• Given text:

───

ROASTED VEGETABLE AND BLACK BEAN TACOS



Roasted Vegetable and Black Bean Tacos image

Make and share this Roasted Vegetable and Black Bean Tacos recipe from Food.com.

Provided by Cydney

Categories     Black Beans

Time 1h25m

Yield 10-12 Tacos, 5-6 serving(s)

Number Of Ingredients 20

1 cup yellow squash, chopped into small chunks
1 cup zucchini, chopped into small chunks
1 cup small onion, chopped
1 1/2 cups red bell peppers, de-seeded, ribs removed & chopped
1 1/2 cups sweet potatoes, peeled and chopped
1 tablespoon olive oil
1 kosher salt & freshly ground black pepper
1 (15 ounce) can black beans, drained and rinsed
1 (10 ounce) can original rotel
1 teaspoon ground cumin
1/2 teaspoon smoked paprika
1/2 teaspoon garlic powder
1/2 teaspoon dried oregano
1/2 teaspoon sea salt
1/4 teaspoon fresh ground black pepper
10 -12 taco-sized corn tortillas
1 canola oil (or vegetable oil)
1 avocado
1/4 cup Cotija cheese (or feta)
1 lettuce

Steps:

  • Preheat the oven to 425 degrees F. Spray a large, rimmed baking sheet with nonstick spray.
  • Add all of your vegetables to a large bowl and toss with the olive oil. Spread the veggies on the prepared baking sheet and sprinkle with salt and pepper. Roast 15 minutes, stir to re-distribute, roast another 15 minutes, stir again, and roast one more time for 15 minutes (45 minutes total). This step may be prepared ahead of schedule- just refrigerate your veggies until ready to make your tacos.

───

• Stored data:
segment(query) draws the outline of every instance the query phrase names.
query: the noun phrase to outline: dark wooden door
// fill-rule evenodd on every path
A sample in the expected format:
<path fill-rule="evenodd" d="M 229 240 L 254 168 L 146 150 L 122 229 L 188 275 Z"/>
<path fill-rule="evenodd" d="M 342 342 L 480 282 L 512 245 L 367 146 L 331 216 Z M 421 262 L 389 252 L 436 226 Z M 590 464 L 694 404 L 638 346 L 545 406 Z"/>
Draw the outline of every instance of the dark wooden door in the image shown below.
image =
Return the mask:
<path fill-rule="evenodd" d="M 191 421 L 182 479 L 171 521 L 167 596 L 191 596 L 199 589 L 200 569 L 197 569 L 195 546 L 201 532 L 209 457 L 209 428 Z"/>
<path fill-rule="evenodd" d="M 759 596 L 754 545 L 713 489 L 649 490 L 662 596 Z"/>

───

• Written tasks:
1. Translate this sentence from the taco recipe into Spanish: "Preheat the oven to 425 degrees F."
2. Write the remaining steps of the roasted vegetable and black bean taco recipe, picking up after its last sentence.

• The replies:
1. Precaliente el horno a 425 grados F.

2.
  • In a medium skillet, heat the black beans and RoTel tomatoes over low heat. In a small bowl, combine the spices (cumin through pepper). Sprinkle the spices over the beans/Ro-Tel and stir to combine. Add the roasted veggies, stir to combine and continue to heat until the mixture is completely warm.
  • In a small skillet, heat 1/2 inch or less of oil over medium-high. When you can flick a drop of water in the oil and get a sizzle, you're ready to fry your tortillas. Place one tortilla in the hot oil and use tongs to press it down so it cooks on both sides- you only need to cook it for about 20 to 30 seconds to soften it up. Remove the tortilla to a paper-towel-lined plate. Repeat with remaining tortillas, placing paper towels in between each cooked tortilla to absorb the oil.
  • Assemble tacos: Place a scoop of the roasted veggie/black bean mixture into a tortilla and add desired fixings. Repeat with remaining ingredients. Leftovers are good for a couple of days!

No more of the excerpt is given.